◆ Instructions to follow: Pictures aside, each entry has to be returned exactly as it stands.

Stored data entries
↓

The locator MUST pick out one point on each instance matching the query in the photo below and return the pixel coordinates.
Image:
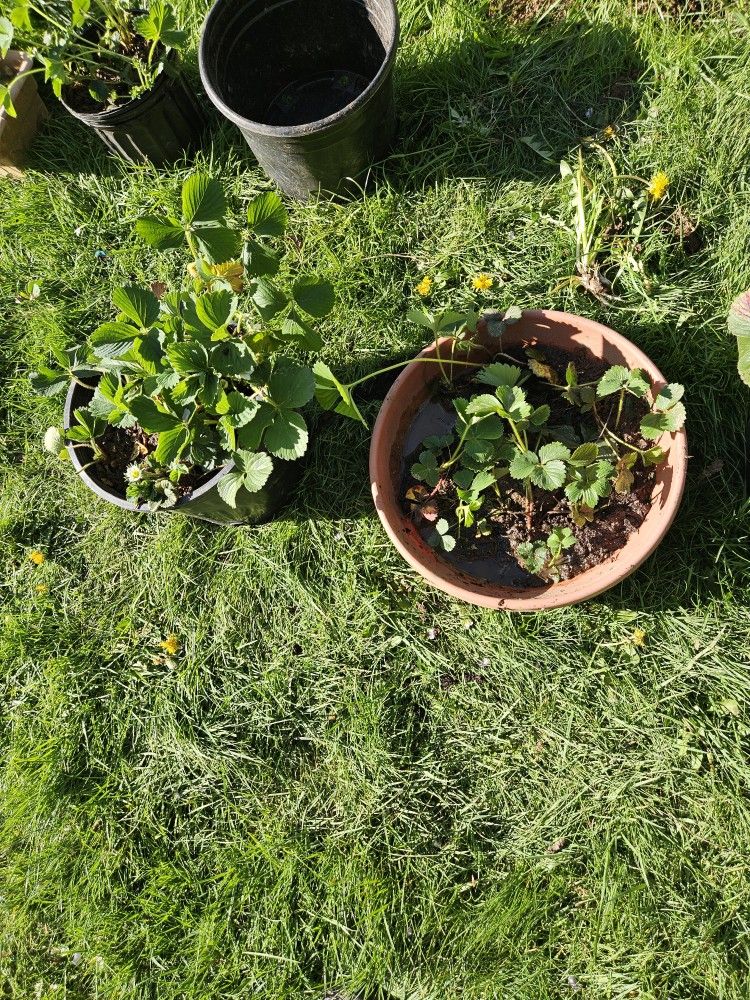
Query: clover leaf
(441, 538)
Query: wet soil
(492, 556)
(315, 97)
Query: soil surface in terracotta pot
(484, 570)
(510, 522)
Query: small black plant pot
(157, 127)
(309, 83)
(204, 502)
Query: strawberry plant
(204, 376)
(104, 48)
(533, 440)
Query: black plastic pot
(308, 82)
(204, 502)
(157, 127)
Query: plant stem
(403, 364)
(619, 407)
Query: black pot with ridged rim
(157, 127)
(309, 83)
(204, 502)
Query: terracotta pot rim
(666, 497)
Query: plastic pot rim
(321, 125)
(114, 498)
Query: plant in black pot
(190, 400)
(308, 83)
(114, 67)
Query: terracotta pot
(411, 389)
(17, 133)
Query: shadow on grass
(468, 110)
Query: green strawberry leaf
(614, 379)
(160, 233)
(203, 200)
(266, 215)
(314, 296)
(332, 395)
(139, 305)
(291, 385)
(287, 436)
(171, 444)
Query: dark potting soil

↑

◆ Output of the task:
The locator MUST pick out one point on each instance matching the query in the photo below and return the pixel coordinates.
Image:
Query: clover leaf
(441, 538)
Query: wet soil
(492, 556)
(315, 97)
Query: soil surface in terracotta pot
(484, 570)
(510, 522)
Query: small black plant pot
(157, 127)
(309, 83)
(204, 502)
Query: strawberry plant
(204, 376)
(104, 48)
(533, 440)
Query: black plastic pot
(308, 82)
(204, 502)
(157, 127)
Query: plant stem
(403, 364)
(619, 407)
Query: black pot with ridged rim
(157, 127)
(309, 83)
(204, 502)
Query: terracotta pot rim
(666, 497)
Query: plastic pot rim
(321, 125)
(114, 498)
Query: plant in black pot
(190, 400)
(308, 83)
(114, 67)
Query: terracotta pot
(411, 389)
(17, 133)
Query: shadow on grass
(468, 110)
Query: green strawberry leaf
(614, 379)
(160, 233)
(203, 200)
(266, 215)
(314, 296)
(332, 395)
(139, 305)
(291, 385)
(287, 436)
(171, 444)
Query: dark potting soil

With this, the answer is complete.